## Task
Report each line of the material below that contains the word "jacket", and copy every such line in full.

## Available data
════════════════════
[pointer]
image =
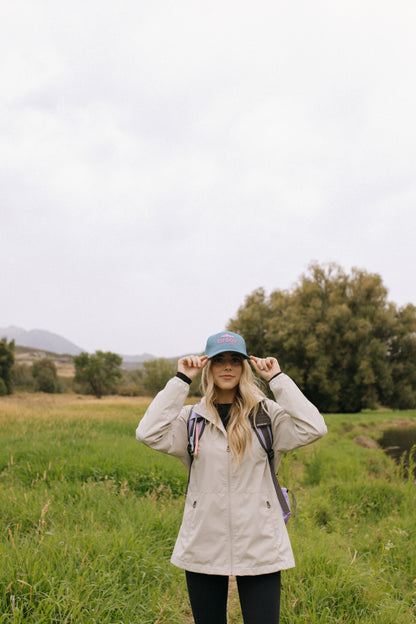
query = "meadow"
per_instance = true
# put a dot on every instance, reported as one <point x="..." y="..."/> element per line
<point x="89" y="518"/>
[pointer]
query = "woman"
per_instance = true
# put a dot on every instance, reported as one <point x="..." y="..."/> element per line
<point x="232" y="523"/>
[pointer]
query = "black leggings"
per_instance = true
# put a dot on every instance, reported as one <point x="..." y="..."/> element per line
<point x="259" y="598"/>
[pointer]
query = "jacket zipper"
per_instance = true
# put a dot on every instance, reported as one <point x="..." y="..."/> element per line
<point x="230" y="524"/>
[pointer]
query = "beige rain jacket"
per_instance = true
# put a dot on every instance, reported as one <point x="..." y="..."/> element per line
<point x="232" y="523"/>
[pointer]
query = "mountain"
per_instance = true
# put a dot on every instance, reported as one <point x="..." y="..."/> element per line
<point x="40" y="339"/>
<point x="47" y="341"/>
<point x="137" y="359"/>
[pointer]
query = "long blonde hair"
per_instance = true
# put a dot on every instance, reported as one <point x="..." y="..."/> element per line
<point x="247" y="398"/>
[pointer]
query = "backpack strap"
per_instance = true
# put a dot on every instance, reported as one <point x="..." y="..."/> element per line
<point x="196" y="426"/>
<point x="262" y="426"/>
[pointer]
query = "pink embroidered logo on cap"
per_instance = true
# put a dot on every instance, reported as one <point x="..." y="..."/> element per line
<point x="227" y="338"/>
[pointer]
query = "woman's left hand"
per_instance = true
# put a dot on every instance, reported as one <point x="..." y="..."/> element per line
════════════════════
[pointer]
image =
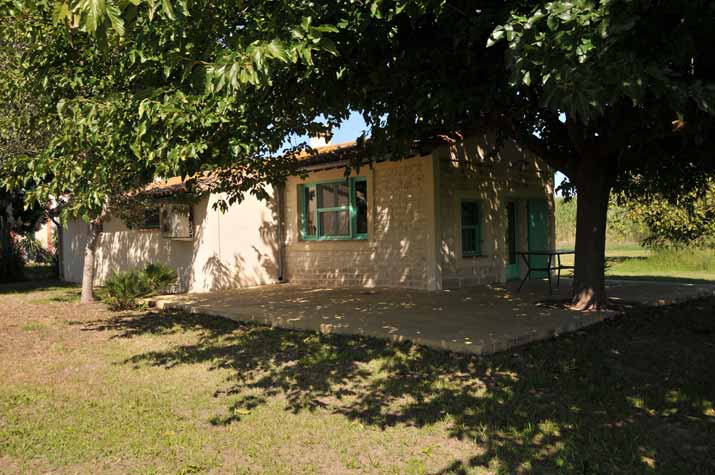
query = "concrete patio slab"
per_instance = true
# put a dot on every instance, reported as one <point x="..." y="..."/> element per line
════════════════════
## Expected answer
query = "jacket zipper"
query = "beige rain jacket"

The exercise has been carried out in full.